From the data below, pull out every line containing the string "traffic" and list those lines in their original order.

** Start Dataset content **

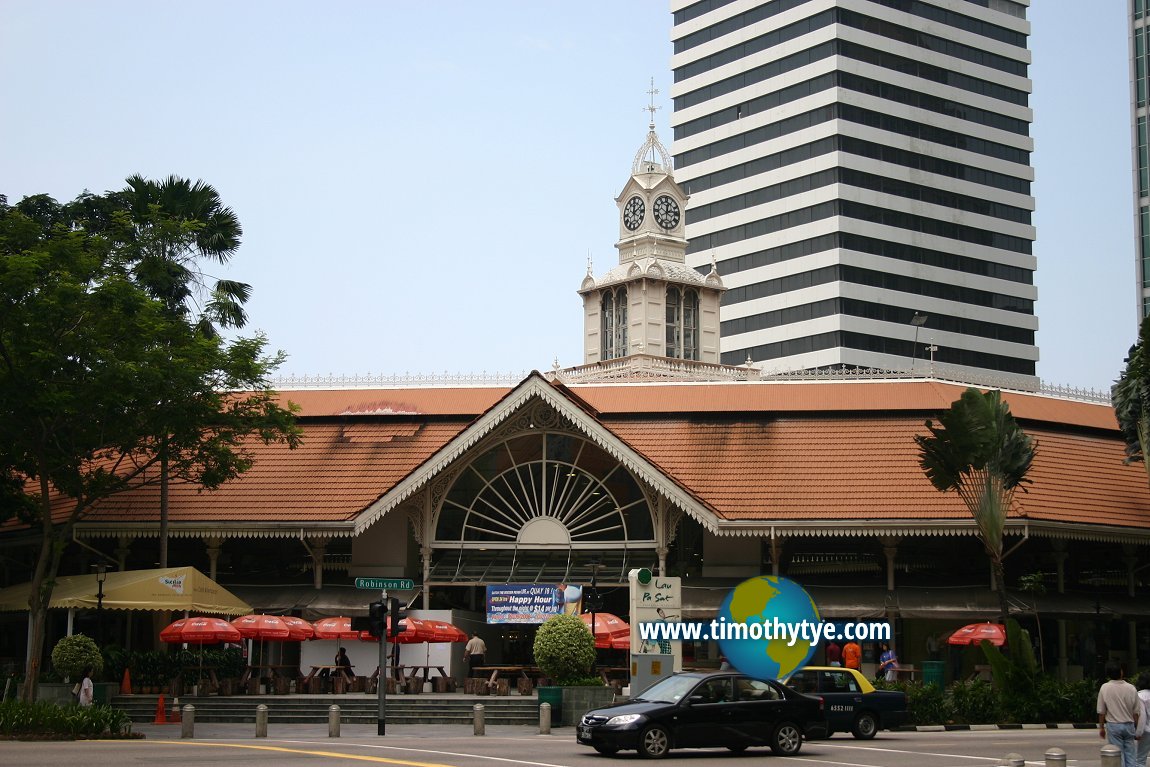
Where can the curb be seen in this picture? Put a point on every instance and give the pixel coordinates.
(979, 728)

** End Dataset content **
** Start Dataset content **

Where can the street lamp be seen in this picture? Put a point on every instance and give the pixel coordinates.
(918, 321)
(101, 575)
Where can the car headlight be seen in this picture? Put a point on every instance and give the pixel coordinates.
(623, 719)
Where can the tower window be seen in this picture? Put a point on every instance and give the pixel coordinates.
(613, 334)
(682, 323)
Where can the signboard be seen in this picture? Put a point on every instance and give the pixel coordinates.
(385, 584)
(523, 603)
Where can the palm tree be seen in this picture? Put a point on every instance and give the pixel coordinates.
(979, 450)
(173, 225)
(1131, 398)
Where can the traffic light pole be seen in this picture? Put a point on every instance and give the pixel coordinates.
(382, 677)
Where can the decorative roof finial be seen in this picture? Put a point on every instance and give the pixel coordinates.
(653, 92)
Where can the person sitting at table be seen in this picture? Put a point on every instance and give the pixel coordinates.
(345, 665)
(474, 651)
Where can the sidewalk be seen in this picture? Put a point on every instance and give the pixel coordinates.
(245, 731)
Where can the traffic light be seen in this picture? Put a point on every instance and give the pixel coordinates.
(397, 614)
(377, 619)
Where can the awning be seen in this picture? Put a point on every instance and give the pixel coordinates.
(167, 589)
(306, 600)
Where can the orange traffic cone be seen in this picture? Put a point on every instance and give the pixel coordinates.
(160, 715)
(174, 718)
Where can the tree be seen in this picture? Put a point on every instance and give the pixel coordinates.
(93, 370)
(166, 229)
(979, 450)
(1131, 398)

** End Dataset content **
** Start Dataset content **

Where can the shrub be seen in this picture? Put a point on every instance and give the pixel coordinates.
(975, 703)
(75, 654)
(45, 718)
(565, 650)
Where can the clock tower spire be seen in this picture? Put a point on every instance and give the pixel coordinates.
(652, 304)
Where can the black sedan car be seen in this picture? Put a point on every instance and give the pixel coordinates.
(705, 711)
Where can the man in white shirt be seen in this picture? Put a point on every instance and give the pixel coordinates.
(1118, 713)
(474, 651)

** End Dataset content **

■ Reply to the exercise
Where can the traffic light pole be seen in this picture? Put a point on every instance and give the pixel coordinates.
Where can the traffic light be seen in this picture? Put a point on every instance and give the pixel coordinates.
Where can the orange traffic cone be seen in this picture? Put a point on every instance and give the pixel coordinates.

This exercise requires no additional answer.